● **Requirement a**:
Print the passage of the excerpt on concept learning from "Another related approach" to "Logics (DLs) [1].", copying it verbatim.

● **Document extract**:
Another related approach to concept learning is based on bisimulation [18], which amounts to a recursive partitioning of a set of individuals, similarly to terminological decision trees. However, instead of resorting to a refinement operator for producing partial solutions, the method exploits a set of pre-computed selectors, i.e. tests that are used to partition the set of individuals.

3 The Learning Problem

We consider knowledge bases (KBs) defined through representation languages adopted for the vocabularies in the Web of Data that can ultimately be mapped onto Description Logics (DLs) [1].

Basically, a KB can be regarded as a set $\mathcal {K}= \mathcal {T}\cup \mathcal {A}$ of inclusion axioms (in the TBox $\mathcal {T}$) in terms of subsumption ($\sqsubseteq $), and assertions (in the ABox $\mathcal {A}$) that describe, respectively, concepts (and relations) and individuals.

Given a limited set of training examples, i.e. individuals labeled with an intended membership w.r.t. a given target concept, the goal is to induce a function (classification model or classifier) that is able to predict the correct membership for further unseen individuals. More formally, the problem is:

Given:

a knowledge base $\mathcal {K}= \mathcal {T}\cup \mathcal {A}$, with $\textsf {Ind}(\mathcal {A})$ denoting the set of its individuals;
a target concept C associated with an unknown classification function $f_C\!: \textsf {Ind}(\mathcal {A})\rightarrow \{+1,-1,0\}$ such that, for each $a \in \textsf {Ind}(\mathcal {A})$, the possible values (labels) correspond, respectively, to the cases $\mathcal {K}\,\models \, C(a)$, $\mathcal {K}\,\models \,\lnot C(a)$, and uncertain membership (default);
a set of classifiers, or space of hypotheses: $\mathcal {H}= \{ h: \textsf {Ind}(\mathcal {A})\rightarrow \{+1,-1,0\}\}$
a training set $\mathbf {T}= \mathbf{Ps }\, \cup \, \mathbf{Ns }\, \cup \, \mathbf{Us }$ of examples, i.e. individual-label pairs, where each individual is associated with the unique known membership-label l for $f_C$, that corresponds to its intended classification (ground truth) w.r.t. C:
- $ \mathbf{Ps } = \{(a,+1) \mid a \in \textsf {Ind}(\mathcal {A}),\ f_C(a) = +1 \} $; positive examples
- $\mathbf{Ns } = \{(b,-1) \mid b \in \textsf {Ind}(\mathcal {A}),\ f_C(b) = -1 \} $; negative examples
- $ \mathbf{Us } = \{(c,0) \mid c \in \textsf {Ind}(\mathcal {A}),\ f_C(c) = 0 \}$ uncertain-membership examples

Learn: a classifier $H \in \mathcal {H}$ that minimizes the empirical risk of error $\hat{R}$ on $\mathbf {T}$:

$$\begin{aligned} H = \mathrm {arg}\min _{h \in \mathcal {H}} \hat{R}(h,\mathbf {T}) = \mathrm {arg}\min _{h \in \mathcal {H}} \frac{1}{n}\sum _{(x,l) \in \mathbf {T}} L(h(x),l) \end{aligned}$$

where L is a loss function , a cost function penalizing incorrect label assignments by the classifier. The accuracy of the induced classifier can be then assessed by measuring $\hat{R}(H,\mathbf {T'})$ on a separate test set $\mathbf {T'}$ of examples (i.e. $\mathbf {T}\cap \mathbf {T'}= \emptyset $).

● **Given records**:
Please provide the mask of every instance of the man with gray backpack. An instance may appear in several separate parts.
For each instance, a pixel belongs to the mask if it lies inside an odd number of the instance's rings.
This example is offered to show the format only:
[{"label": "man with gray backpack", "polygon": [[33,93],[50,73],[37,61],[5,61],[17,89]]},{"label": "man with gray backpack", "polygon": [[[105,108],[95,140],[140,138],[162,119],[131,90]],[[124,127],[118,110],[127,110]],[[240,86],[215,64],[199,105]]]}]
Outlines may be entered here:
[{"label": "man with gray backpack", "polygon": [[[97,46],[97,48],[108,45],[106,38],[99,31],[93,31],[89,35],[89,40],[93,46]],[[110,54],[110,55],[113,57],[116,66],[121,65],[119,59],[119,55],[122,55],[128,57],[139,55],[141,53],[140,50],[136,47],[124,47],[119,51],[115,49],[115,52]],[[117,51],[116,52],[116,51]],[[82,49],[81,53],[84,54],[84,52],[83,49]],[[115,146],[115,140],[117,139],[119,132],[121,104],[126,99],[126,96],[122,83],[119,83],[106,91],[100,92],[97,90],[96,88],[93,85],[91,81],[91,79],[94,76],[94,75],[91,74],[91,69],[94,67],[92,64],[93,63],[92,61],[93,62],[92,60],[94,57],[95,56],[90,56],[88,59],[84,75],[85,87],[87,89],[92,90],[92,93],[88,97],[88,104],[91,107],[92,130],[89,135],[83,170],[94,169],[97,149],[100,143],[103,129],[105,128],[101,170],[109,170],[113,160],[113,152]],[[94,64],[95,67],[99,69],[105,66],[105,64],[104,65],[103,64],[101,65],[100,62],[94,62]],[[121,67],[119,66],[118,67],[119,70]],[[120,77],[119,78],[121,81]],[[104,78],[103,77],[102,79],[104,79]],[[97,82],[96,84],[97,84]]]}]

● **Requirement b**:
Output the records verbatim, from their first line to the line with "Outlines may be", both included, and nothing more.

● **Task response a**:
Another related approach to concept learning is based on bisimulation [18], which amounts to a recursive partitioning of a set of individuals, similarly to terminological decision trees. However, instead of resorting to a refinement operator for producing partial solutions, the method exploits a set of pre-computed selectors, i.e. tests that are used to partition the set of individuals.

3 The Learning Problem

We consider knowledge bases (KBs) defined through representation languages adopted for the vocabularies in the Web of Data that can ultimately be mapped onto Description Logics (DLs) [1].

● **Task response b**:
Please provide the mask of every instance of the man with gray backpack. An instance may appear in several separate parts.
For each instance, a pixel belongs to the mask if it lies inside an odd number of the instance's rings.
This example is offered to show the format only:
[{"label": "man with gray backpack", "polygon": [[33,93],[50,73],[37,61],[5,61],[17,89]]},{"label": "man with gray backpack", "polygon": [[[105,108],[95,140],[140,138],[162,119],[131,90]],[[124,127],[118,110],[127,110]],[[240,86],[215,64],[199,105]]]}]
Outlines may be entered here:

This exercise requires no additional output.